### PROBLEM
Reproduce the listing below verbatim, beginning with its first line and continuing through the line that contains "column 229, row 80". Omit the pictures from the reproduction.

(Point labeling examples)
# # #

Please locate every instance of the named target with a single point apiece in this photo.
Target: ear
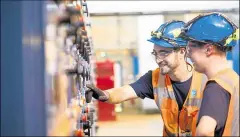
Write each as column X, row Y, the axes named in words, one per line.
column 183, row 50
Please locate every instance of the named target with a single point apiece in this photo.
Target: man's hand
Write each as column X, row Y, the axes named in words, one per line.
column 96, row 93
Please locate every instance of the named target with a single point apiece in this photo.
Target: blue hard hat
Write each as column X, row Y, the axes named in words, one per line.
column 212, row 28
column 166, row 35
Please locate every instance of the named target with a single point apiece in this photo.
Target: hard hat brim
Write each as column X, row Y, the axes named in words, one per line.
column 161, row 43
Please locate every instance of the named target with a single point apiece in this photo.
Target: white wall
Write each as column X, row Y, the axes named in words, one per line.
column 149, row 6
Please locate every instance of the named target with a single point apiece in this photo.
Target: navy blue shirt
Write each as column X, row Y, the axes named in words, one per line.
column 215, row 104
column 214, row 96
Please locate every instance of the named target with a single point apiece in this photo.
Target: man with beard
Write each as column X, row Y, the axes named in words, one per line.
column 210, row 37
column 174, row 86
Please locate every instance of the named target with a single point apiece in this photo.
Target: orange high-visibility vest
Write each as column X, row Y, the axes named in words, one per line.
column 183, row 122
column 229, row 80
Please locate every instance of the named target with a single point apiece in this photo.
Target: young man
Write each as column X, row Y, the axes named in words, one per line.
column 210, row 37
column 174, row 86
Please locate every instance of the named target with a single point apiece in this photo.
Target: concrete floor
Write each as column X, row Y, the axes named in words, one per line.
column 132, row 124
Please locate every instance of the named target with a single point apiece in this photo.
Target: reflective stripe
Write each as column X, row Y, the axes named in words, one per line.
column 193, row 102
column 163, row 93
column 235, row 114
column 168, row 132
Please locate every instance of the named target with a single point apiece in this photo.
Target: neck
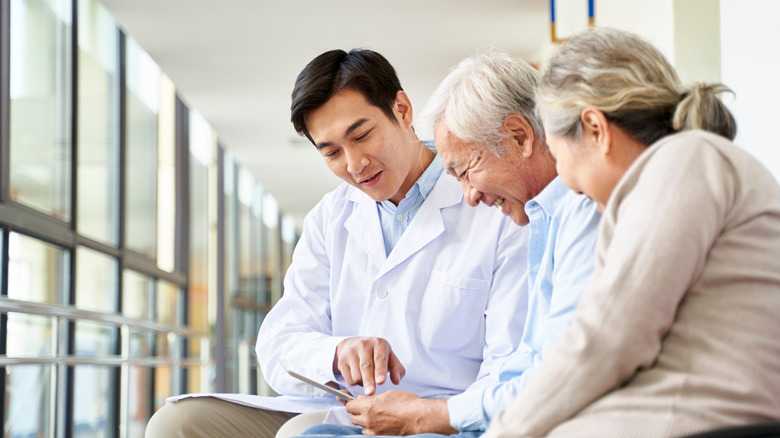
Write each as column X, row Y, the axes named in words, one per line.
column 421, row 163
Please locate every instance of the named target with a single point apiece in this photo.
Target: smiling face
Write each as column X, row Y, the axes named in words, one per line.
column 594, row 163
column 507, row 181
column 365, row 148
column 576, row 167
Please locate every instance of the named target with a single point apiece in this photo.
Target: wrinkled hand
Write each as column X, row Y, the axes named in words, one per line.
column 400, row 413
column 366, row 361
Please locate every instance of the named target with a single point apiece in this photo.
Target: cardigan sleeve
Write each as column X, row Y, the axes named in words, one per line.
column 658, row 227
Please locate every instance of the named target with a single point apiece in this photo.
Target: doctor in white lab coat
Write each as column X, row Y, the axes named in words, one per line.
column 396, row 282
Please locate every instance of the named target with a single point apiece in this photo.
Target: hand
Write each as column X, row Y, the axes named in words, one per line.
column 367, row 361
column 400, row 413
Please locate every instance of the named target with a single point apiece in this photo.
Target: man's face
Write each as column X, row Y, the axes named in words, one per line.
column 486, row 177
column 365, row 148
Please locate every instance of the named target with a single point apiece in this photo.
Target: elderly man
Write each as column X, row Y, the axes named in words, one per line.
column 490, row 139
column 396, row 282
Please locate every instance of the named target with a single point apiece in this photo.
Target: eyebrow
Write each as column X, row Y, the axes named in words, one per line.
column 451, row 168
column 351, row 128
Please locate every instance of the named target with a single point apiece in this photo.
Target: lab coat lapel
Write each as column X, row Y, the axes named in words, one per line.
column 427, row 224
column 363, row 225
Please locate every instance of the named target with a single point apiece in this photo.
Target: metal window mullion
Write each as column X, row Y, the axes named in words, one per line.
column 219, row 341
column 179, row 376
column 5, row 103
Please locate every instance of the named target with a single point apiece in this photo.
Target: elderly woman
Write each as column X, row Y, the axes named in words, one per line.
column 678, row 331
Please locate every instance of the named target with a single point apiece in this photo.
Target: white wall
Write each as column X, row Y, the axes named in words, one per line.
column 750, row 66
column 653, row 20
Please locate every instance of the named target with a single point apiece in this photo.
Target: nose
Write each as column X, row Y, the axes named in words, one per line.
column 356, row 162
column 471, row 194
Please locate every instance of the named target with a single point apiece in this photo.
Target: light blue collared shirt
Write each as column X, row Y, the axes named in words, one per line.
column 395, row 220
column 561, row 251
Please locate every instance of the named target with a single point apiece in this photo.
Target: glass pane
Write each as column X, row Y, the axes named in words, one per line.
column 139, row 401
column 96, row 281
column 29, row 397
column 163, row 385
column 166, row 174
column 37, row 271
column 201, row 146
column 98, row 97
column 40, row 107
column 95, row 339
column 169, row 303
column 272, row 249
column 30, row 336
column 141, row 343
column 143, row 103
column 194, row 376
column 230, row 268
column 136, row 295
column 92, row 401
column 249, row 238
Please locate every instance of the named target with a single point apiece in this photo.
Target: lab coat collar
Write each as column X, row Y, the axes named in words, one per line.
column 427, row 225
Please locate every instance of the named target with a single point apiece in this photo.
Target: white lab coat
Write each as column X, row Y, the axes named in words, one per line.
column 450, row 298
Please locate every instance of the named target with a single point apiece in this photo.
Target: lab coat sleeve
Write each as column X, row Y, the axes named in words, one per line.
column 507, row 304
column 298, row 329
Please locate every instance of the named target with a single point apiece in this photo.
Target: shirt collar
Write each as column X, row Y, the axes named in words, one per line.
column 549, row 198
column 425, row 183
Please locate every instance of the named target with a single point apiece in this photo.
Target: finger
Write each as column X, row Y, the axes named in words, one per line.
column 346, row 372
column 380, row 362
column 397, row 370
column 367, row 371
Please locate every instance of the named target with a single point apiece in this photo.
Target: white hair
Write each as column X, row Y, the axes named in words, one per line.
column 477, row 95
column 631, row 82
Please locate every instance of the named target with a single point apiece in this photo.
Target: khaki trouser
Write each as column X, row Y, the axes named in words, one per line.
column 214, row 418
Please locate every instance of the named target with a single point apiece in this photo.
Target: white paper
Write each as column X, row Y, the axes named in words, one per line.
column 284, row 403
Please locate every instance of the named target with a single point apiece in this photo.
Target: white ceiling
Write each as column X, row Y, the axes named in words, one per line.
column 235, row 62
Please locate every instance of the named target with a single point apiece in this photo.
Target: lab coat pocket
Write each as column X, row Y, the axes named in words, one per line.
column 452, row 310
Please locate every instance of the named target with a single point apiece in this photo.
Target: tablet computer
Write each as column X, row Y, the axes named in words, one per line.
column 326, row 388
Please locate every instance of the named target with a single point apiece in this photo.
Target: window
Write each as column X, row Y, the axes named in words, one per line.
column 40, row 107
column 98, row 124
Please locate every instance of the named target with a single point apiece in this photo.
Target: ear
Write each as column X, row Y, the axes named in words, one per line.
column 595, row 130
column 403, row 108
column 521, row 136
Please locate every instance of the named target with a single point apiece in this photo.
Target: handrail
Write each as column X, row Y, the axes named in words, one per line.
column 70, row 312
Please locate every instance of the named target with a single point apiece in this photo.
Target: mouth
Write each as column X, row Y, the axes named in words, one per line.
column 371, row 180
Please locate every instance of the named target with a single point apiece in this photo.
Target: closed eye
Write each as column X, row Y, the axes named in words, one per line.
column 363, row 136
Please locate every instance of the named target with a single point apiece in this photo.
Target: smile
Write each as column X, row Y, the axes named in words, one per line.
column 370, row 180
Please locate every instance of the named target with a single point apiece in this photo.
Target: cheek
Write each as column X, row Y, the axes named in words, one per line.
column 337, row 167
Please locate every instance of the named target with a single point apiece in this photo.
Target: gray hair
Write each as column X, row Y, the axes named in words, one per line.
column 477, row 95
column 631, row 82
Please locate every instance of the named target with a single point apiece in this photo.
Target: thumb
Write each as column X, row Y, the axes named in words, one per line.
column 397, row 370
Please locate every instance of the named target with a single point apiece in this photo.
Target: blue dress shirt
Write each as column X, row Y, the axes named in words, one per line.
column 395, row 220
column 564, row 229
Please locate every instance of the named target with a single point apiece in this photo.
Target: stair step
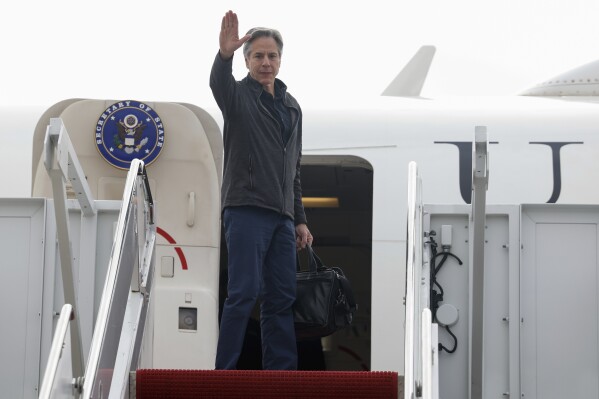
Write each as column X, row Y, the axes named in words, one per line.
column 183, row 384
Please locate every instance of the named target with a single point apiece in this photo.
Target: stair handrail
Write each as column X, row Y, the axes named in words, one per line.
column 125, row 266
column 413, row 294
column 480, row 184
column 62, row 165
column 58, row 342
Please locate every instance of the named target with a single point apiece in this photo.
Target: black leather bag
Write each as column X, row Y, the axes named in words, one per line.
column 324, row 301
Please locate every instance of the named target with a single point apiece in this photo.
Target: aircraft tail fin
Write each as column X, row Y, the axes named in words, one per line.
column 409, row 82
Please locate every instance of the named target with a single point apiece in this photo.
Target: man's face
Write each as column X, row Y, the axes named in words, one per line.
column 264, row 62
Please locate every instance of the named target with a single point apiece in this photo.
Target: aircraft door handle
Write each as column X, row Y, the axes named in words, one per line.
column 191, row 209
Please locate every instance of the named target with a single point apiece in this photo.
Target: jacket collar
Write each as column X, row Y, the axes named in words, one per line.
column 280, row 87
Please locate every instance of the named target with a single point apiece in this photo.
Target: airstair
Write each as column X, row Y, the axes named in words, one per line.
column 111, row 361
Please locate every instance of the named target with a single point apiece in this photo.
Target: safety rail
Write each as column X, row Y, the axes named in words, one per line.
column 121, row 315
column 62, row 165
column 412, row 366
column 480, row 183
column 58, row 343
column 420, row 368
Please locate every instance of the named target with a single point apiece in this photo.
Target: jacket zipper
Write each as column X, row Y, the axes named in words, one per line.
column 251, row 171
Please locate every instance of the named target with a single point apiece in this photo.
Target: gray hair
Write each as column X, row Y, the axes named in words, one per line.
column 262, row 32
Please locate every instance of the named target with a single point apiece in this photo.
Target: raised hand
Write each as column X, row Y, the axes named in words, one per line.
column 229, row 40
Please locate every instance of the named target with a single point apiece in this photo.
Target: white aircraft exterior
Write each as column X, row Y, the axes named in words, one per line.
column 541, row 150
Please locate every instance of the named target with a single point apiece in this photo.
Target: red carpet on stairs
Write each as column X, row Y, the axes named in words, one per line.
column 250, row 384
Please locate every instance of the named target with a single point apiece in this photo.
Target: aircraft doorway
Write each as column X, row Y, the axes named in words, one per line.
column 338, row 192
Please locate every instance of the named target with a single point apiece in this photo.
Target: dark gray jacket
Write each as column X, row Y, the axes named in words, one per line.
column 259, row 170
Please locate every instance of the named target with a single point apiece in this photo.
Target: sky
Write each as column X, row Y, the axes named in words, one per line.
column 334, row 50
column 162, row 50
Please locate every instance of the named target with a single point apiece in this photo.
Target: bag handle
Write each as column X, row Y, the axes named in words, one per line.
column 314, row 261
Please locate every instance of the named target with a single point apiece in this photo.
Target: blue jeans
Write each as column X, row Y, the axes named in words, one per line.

# # #

### RESULT BELOW
Please locate every instance of the named target with a single point apiece in this photo.
Target: ear
Write each as column X, row Y, the axes named in words, one per line.
column 183, row 50
Please locate every instance of the named target with a single point apiece in this photo.
Target: man's hand
Write each as column X, row Y, the axes named in words, one per line.
column 96, row 93
Please locate every instance of the named target with a single point apiece in this photo.
Target: blue hard hat
Write each as column X, row Y, the axes named in words, one per line.
column 212, row 28
column 166, row 35
Please locate every instance of the named target with a single point apiece in this photo.
Target: hard hat brim
Write each as column X, row Y, the axes named in words, one per line.
column 161, row 43
Please locate every instance of the named target with a single point apiece in this photo.
Target: white wall
Write each as column X, row Y, the axes named in words, one per line.
column 149, row 6
Please locate every instance of the named target with a single point apiece in this photo.
Target: navy blue shirt
Write each as column X, row Y, the axes named in words, one per line.
column 215, row 104
column 214, row 96
Please locate every instance of the named target with a single point apiece in this photo.
Target: man with beard
Write each as column X, row Y, the axes named in words, one per line.
column 210, row 37
column 174, row 86
Please locate every instance of the named target with a single point apiece in this photo.
Target: orange high-visibility vest
Write each as column X, row Y, the axes named in words, one per line.
column 183, row 122
column 229, row 80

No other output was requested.